Copy out everything in the thread below about selling a Honda snowblower, from "## micah68kj (Oct" down to "to get it..".
:: Given passage
# Best Place to sell a Honda snowblower



## msanta (Dec 1, 2018)

I sold my house in New York and I am moving to Florida and with great sadness I will be selling my fairly new Honda snowblower HSS928ATD. I used it twice and I loved every minute of it. I want to know where is the best place to sell it other than eBay or Craigs List. Thank you for any assistance you can provide.

Mike


----------



## micah68kj (Oct 8, 2011)

Far as I know those are your best choices. I you have a facebook acct there are a couple pages such as U. S. Marketplace etc. and there are probably some local pages dedicated to your area. They are pretty popular here in south central Pa. Hope you get it sold.


----------



## Xwild (Mar 18, 2018)

If you had made the decision 2 months ago, I would have bought it. I found my HSS724ATD on Facebook Marketplace and drove 2 hours to get it..


----------



## russ01915 (Dec 18, 2013)

Price it right and it will sell fast.


----------



## RIT333 (Feb 6, 2014)

I sent you a PM. Take a look !


----------



## crazzywolfie (Jun 2, 2014)

lately i have sold pretty much all my snowblowers through facebook. got way more hits on snowblowers through facebook than i did any other place i posted to sell. it still never hurts to post in as many places as possible.


----------



## orangputeh (Nov 24, 2016)

graigslist works well if priced right.

do you have nextdoor.com in your area. ?


----------
::::
:: Entries supplied
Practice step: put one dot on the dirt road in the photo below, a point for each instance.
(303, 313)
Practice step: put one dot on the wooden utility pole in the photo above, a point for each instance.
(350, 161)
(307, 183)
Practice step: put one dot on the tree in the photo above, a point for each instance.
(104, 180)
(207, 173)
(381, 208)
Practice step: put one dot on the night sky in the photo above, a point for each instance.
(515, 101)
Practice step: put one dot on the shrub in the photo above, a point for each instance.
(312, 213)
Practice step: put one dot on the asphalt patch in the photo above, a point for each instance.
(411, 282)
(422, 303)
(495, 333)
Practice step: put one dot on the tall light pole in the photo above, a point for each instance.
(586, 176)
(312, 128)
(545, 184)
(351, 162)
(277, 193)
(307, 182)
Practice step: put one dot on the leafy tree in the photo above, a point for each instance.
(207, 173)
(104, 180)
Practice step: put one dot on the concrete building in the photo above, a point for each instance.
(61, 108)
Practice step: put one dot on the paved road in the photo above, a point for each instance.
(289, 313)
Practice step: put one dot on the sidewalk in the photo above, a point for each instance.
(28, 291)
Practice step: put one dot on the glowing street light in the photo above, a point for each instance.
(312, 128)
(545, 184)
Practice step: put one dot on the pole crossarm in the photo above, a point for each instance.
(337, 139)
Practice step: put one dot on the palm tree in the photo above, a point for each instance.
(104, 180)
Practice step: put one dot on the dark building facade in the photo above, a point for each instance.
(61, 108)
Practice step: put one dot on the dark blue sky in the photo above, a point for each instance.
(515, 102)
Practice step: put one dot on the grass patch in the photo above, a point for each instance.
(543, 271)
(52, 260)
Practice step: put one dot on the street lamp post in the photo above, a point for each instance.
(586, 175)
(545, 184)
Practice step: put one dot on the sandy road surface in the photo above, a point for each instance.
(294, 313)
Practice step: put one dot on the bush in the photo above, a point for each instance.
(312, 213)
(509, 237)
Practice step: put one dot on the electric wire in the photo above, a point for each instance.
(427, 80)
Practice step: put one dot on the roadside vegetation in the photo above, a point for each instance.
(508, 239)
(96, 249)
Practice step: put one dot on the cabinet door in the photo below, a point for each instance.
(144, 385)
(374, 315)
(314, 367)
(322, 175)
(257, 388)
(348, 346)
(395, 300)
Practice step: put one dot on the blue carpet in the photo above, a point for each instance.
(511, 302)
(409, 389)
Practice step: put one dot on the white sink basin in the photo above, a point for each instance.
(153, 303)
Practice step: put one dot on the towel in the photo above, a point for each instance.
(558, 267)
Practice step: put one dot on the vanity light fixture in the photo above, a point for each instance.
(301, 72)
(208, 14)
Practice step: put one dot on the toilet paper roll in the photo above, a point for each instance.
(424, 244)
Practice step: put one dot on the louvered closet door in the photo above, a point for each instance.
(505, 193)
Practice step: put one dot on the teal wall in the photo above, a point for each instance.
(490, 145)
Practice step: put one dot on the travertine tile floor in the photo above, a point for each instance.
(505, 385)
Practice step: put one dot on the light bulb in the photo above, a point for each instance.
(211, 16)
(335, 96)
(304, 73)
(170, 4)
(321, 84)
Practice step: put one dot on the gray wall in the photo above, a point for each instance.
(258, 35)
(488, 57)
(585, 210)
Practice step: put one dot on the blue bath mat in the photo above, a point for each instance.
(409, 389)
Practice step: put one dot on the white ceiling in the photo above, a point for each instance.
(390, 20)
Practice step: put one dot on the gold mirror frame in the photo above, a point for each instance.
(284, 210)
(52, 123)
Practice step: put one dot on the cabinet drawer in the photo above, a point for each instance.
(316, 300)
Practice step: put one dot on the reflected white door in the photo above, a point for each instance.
::::
§ **Task answer**:
## micah68kj (Oct 8, 2011)

Far as I know those are your best choices. I you have a facebook acct there are a couple pages such as U. S. Marketplace etc. and there are probably some local pages dedicated to your area. They are pretty popular here in south central Pa. Hope you get it sold.


----------



## Xwild (Mar 18, 2018)

If you had made the decision 2 months ago, I would have bought it. I found my HSS724ATD on Facebook Marketplace and drove 2 hours to get it..